# Actions à mener
1. Dans le texte sur la culpabilité des anciens tueurs, à quoi l'un d'eux assimile-t-il le fait de rouvrir le dossier ?
2. Poursuivez le texte sur la culpabilité des anciens tueurs après sa dernière phrase.

# Bloc de texte
++++++++

Même si les vainqueurs sont protégés, il leur reste nécessaire de maintenir le silence des victimes. Pour que la vérité puisse être racontée par les vainqueurs, la parole des victimes doit rester occultée. A cette fin un des anciens tueurs rappelle que la vérité "n'est pas nécessairement valable" ; et que l'important est de maintenir la stabilité actuelle. Quand cet ancien tueur dit : "Rouvrir ce dossier, c'est de l'incitation à se battre", c'est parce que c'est contre lui qu'il faudrait alors se battre — au tribunal ou physiquement.


Mais la fin du film nous le montre, on ne se débarrasse jamais de sa culpabilité. On l'enfouit, mais on reste plein de fantômes. D'anciens tueurs s'interrogent sur la nécessité de faire des excuses - non seulement pour réhabiliter les victimes, mais surtout dans leur intérêt : pour se débarrasser de leurs cauchemars.

++++++++

# Données fournies
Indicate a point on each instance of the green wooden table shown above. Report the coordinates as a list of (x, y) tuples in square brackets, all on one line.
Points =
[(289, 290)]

++++++++

# Résultats de l'exercice
1. Il y voit de l'incitation à se battre.

2.
La séquence presque finale montre le tueur Anwar qui revoit une des scènes de torture du film de fiction-souvenir auquel il a participé. Les certitudes qu'il s'est forgées pour éviter la culpabilité se ramollissent. En jouant le rôle d'un homme torturé, il croit pouvoir se mettre à la place d'une de ses victimes : "sa dignité a été annihilée", décrit-il... "la terreur s'est emparée de son corps". Mais il n'a pas encore compris. Poussé à l'évidence de celui qui le filme, il mesure alors qu'il ne comprendra jamais ce qu'ont ressenti ses victimes : pour ceux-là, la souffrance était réelle et ils savaient qu'ils allaient mourir. La parole se libère, et alors la peur de prendre conscience le saisit : "tout est en train de remonter". Et soudain il se met à vomir ; et il vomit sa propre culpabilité, il vomit celui qu'il est, et il finit par interroger celui qui le filme - donc nous : "J'ai péché, non ?"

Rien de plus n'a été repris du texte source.